### Brief:
Pull out the text of every entry below character for character, leaving out the pictures.

* Start Records supplied *

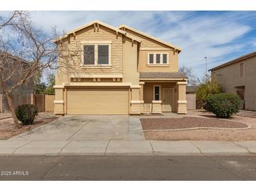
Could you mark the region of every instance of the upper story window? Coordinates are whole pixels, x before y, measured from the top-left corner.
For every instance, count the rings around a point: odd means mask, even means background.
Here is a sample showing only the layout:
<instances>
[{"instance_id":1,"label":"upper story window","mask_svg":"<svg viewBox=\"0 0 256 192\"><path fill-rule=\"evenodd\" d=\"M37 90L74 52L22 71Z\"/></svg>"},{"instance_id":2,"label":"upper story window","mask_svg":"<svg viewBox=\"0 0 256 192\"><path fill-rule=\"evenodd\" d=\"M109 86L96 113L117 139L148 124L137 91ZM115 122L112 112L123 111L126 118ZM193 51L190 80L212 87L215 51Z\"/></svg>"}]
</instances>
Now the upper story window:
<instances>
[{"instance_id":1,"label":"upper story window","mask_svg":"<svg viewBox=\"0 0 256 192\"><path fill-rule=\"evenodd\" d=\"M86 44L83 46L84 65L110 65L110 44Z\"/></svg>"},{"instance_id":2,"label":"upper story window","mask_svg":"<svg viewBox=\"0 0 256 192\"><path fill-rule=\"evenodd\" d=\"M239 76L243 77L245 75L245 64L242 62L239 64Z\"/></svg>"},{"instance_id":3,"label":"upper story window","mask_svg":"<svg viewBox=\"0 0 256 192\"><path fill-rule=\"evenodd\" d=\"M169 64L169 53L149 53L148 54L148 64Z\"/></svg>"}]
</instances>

* End Records supplied *

### Task result:
Could you mark the region of every instance of the upper story window? Coordinates are whole pixels, x before y, measured from the top-left corner.
For every instance, count the rings around a point: odd means mask, even means background.
Here is a sample showing only the layout:
<instances>
[{"instance_id":1,"label":"upper story window","mask_svg":"<svg viewBox=\"0 0 256 192\"><path fill-rule=\"evenodd\" d=\"M37 90L74 52L22 71Z\"/></svg>"},{"instance_id":2,"label":"upper story window","mask_svg":"<svg viewBox=\"0 0 256 192\"><path fill-rule=\"evenodd\" d=\"M109 86L96 113L117 139L148 124L137 91ZM115 122L112 112L123 111L126 118ZM193 51L190 80L212 87L215 51Z\"/></svg>"}]
</instances>
Now the upper story window:
<instances>
[{"instance_id":1,"label":"upper story window","mask_svg":"<svg viewBox=\"0 0 256 192\"><path fill-rule=\"evenodd\" d=\"M86 44L83 46L84 65L110 65L110 44Z\"/></svg>"},{"instance_id":2,"label":"upper story window","mask_svg":"<svg viewBox=\"0 0 256 192\"><path fill-rule=\"evenodd\" d=\"M239 76L243 77L245 75L245 64L242 62L239 64Z\"/></svg>"},{"instance_id":3,"label":"upper story window","mask_svg":"<svg viewBox=\"0 0 256 192\"><path fill-rule=\"evenodd\" d=\"M169 64L169 53L149 53L148 54L148 64Z\"/></svg>"}]
</instances>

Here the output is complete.